Task to complete:
Could every line of the data be copied out once more, exactly?

Task material:
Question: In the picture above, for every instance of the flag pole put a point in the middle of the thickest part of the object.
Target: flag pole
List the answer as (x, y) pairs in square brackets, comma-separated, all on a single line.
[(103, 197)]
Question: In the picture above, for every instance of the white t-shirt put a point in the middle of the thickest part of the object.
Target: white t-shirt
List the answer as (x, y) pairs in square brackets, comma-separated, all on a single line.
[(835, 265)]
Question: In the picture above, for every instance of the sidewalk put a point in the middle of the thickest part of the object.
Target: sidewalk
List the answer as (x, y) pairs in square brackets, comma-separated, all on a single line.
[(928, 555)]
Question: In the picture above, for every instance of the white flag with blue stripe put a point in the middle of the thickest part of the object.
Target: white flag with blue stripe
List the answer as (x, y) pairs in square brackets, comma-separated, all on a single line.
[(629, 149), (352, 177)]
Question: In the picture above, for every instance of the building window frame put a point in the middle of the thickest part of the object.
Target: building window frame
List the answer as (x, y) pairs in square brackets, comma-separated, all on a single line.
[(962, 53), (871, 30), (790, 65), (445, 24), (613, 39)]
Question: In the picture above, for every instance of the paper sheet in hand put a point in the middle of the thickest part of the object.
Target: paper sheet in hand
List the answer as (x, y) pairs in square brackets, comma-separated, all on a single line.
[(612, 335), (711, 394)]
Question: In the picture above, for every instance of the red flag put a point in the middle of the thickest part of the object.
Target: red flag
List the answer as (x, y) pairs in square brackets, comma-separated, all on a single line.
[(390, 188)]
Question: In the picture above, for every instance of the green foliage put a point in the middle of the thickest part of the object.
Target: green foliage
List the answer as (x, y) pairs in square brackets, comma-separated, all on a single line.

The answer:
Question: In the picture above, for every instance of the flag pole put a point in the middle of the thickest part of the object.
Target: flag pole
List the answer as (x, y) pairs in square brackets, comma-separated, all on a single line.
[(103, 197)]
Question: In the picture above, for every instance of the white t-shirt put a point in the middle of the thickest part of the object.
Target: white t-shirt
List the answer as (x, y) pairs in square brackets, comma-separated, all on a single line.
[(835, 265)]
Question: In the picture above, for every instance of the sidewalk put a point in the middle of the thickest part of the object.
Target: sidewalk
List the answer as (x, y) pairs in square brackets, comma-separated, all on a single line.
[(928, 555)]
Question: In the picture above, for every instance of the white flag with blue stripe put a point in the middle of the thickest part of the object.
Target: white flag with blue stripe
List the answer as (x, y) pairs in square brackets, comma-separated, all on a single line.
[(629, 149), (352, 177)]
Question: In the picture above, for every instance of the building window frame put a point in the middle of the thickest part of the object.
Target: building window frame
List the answer as (x, y) pairs in square brackets, comma-separated, all on a single line.
[(962, 53), (871, 30), (790, 65), (445, 24), (613, 39)]
Question: In the picture above, for every instance of the paper sheet in hand put a point in the middle of the thickest part of the object.
Target: paper sheet in hand
List the answer as (x, y) pairs in square brackets, comma-separated, all on a single line.
[(612, 335), (711, 394)]
Question: In the picture above, for every instance of the red flag put a point in the middle of the thickest part of the object.
Target: red flag
List the answer as (x, y) pairs in square brackets, comma-separated, all on a single line.
[(390, 188)]
Question: In the picture above, for every instance of the green foliage put a point in the middle of the thickest part of the object.
Target: green foliage
List the answer as (x, y) pairs in square brackets, comma-separated, all on a single line.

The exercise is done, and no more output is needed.